• [What is asked]: Change every "Objective" in the records below to "Goal", and write the lines out again with nothing else altered.

Records from a dataset:
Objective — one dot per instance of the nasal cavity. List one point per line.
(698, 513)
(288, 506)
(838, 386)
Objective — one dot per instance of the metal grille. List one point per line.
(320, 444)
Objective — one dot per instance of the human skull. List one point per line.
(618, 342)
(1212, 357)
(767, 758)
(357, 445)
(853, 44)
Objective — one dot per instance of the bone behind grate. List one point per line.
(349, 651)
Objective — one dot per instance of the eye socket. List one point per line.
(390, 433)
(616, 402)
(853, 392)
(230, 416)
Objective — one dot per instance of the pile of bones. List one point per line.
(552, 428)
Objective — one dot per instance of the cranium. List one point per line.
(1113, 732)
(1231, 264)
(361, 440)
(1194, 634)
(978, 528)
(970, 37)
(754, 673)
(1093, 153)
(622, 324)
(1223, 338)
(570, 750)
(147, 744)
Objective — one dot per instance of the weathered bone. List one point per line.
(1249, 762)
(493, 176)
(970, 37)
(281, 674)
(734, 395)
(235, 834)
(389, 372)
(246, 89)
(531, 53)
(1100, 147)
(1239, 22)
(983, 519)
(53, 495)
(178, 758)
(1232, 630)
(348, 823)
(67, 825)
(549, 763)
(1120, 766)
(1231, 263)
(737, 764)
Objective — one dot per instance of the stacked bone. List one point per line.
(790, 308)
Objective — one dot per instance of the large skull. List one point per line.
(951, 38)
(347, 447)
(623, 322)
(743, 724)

• [Response for this exercise]:
Goal — one dot per instance of the nasal cavity. List one point per line.
(698, 513)
(288, 506)
(838, 386)
Goal — one dot per instance of the metal grille. List one point per line.
(320, 444)
Goal — one dot per instance of the human skull. List one point per line.
(618, 342)
(1212, 357)
(767, 758)
(357, 445)
(853, 44)
Goal — one dot per instance of the bone behind grate. List one point per line.
(349, 651)
Goal — one dot per instance of the eye socket. List one point per line.
(390, 433)
(616, 402)
(853, 392)
(230, 416)
Goal — one dot per instance of the pile of bones. List one point per line.
(552, 428)
Goal — one dot per instance of the cranium. List one point per line.
(1113, 732)
(1231, 264)
(361, 440)
(1194, 634)
(978, 528)
(970, 37)
(754, 673)
(1093, 153)
(622, 324)
(1223, 338)
(570, 750)
(147, 744)
Goal — one dot per instance of the weathered bone. List one point per line.
(1249, 762)
(493, 176)
(970, 37)
(281, 674)
(734, 395)
(235, 834)
(389, 372)
(246, 89)
(531, 53)
(1100, 147)
(1239, 22)
(983, 519)
(53, 495)
(178, 758)
(1232, 630)
(348, 823)
(67, 825)
(549, 763)
(1120, 766)
(1231, 263)
(737, 764)
Goal — one dot per instance of the stacked bone. List one point per line.
(790, 308)
Goal — one dot per instance of the large skull. List one point per line.
(951, 38)
(347, 447)
(623, 322)
(743, 724)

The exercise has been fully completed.